[Dataset rows]
## Begin
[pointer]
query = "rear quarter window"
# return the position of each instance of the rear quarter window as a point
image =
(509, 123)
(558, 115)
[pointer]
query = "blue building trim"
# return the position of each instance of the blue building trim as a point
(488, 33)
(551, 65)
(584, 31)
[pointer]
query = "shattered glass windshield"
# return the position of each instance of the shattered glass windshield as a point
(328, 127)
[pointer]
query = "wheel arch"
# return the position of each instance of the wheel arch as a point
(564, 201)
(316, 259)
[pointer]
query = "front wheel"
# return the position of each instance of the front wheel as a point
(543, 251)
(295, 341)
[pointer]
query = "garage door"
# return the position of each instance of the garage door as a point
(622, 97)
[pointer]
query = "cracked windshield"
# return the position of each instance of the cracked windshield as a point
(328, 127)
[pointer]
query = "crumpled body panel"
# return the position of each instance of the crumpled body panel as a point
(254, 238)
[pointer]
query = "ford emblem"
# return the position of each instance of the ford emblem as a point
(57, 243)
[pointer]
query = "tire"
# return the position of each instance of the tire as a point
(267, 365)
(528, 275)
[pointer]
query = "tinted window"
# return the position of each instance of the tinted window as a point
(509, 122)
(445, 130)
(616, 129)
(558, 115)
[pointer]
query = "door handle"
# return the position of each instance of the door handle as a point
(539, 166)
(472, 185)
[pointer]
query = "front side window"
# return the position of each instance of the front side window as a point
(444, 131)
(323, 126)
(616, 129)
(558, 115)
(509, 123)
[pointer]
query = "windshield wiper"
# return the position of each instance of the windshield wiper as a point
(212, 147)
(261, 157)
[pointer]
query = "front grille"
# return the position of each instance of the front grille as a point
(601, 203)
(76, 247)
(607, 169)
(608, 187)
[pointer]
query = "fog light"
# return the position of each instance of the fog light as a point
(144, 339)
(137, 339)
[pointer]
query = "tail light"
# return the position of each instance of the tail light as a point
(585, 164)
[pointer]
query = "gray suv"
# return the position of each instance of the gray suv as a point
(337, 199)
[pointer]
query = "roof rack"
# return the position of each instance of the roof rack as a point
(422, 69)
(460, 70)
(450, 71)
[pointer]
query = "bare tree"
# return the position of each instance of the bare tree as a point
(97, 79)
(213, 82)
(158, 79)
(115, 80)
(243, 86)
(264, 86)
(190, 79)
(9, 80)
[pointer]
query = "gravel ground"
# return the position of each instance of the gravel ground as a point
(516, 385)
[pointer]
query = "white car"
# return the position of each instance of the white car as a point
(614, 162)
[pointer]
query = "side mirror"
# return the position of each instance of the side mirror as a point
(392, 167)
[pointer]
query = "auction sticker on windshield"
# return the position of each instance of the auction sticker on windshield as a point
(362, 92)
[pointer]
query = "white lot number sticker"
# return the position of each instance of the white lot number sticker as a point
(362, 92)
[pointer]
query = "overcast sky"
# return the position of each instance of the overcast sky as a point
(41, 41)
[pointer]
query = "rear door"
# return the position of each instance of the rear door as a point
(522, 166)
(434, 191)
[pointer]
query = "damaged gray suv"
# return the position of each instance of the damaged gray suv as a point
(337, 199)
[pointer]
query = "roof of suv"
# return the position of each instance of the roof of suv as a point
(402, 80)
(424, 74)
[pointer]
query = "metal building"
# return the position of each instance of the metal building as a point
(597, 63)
## End
=== YOUR GOAL ===
Retype all of the entries precisely as they are.

=== OUTPUT OF THE TASK ===
[pointer]
query = "rear quarter window"
# return the position of each instance of the rear quarter window as a point
image =
(509, 123)
(558, 115)
[pointer]
query = "blue building trim"
# return the position of each instance of the blue building trim as a point
(488, 33)
(551, 65)
(584, 31)
[pointer]
query = "shattered glass windshield"
# return the position of each instance of the shattered glass windshield as a point
(328, 127)
[pointer]
query = "wheel arch"
# return the position of each instance of the wheel arch as a point
(564, 201)
(316, 259)
[pointer]
query = "front wheel"
# return the position of each instance of the front wheel as a point
(543, 251)
(295, 341)
[pointer]
query = "garage door"
# return the position of each instance of the garage door as a point
(622, 97)
[pointer]
query = "cracked windshield"
# return the position of each instance of the cracked windshield as a point
(328, 127)
[pointer]
query = "crumpled body panel"
# return the position of each instance of the crumpled body panel as a point
(254, 238)
[pointer]
query = "ford emblem"
# return the position of each instance of the ford emblem as a point
(57, 243)
[pointer]
query = "tire"
# return the position of each instance of the tire as a point
(267, 365)
(528, 275)
[pointer]
query = "tinted window"
# return the position of each instance of the tinted window as a point
(509, 122)
(445, 130)
(616, 129)
(558, 115)
[pointer]
query = "door handle"
# return the position of each instance of the door handle as a point
(539, 166)
(472, 185)
[pointer]
query = "front side window"
# return the position of each instance of the front side window as a point
(444, 131)
(323, 126)
(616, 129)
(558, 115)
(509, 123)
[pointer]
query = "windshield wiper"
# return the position of each instance of the windshield wiper as a point
(212, 147)
(261, 157)
[pointer]
query = "front grille"
# return the position of each instance of the front grille as a point
(601, 203)
(76, 247)
(607, 169)
(608, 187)
[pointer]
query = "fog light"
# return the position of each instance of the fog light as a point
(144, 339)
(137, 339)
[pointer]
query = "tail light"
# return the position of each instance of the tail light as a point
(585, 164)
[pointer]
query = "gray suv"
# return the position of each instance of the gray suv as a point
(337, 199)
[pointer]
query = "roof rack"
# return the position of each instance of the roof rack as a point
(422, 69)
(460, 70)
(450, 71)
[pointer]
query = "bare tree"
# return the position of each instance of the bare tree as a point
(97, 79)
(213, 82)
(158, 79)
(115, 80)
(243, 86)
(264, 86)
(190, 79)
(9, 80)
[pointer]
query = "gravel ground"
# return the position of each instance of the gravel ground as a point
(516, 385)
[pointer]
query = "white car"
# return the position of each instance of the white car as a point
(614, 162)
[pointer]
query = "side mirror"
# return the position of each instance of the side mirror as a point
(392, 167)
[pointer]
query = "auction sticker on windshield"
# return the position of each instance of the auction sticker on windshield as a point
(362, 92)
[pointer]
query = "white lot number sticker"
# return the position of each instance of the white lot number sticker as a point
(362, 92)
[pointer]
query = "overcast sky"
# return the position of each instance of the overcast sky as a point
(41, 41)
[pointer]
query = "rear door"
# return the position of each instance of the rear door as a point
(522, 166)
(434, 191)
[pointer]
query = "damaged gray suv"
# return the position of each instance of the damaged gray suv as a point
(337, 199)
[pointer]
query = "roof of suv"
# return the position of each instance of the roof of suv as a point
(402, 80)
(424, 74)
[pointer]
query = "metal building"
# return the position of each instance of the metal building as a point
(597, 63)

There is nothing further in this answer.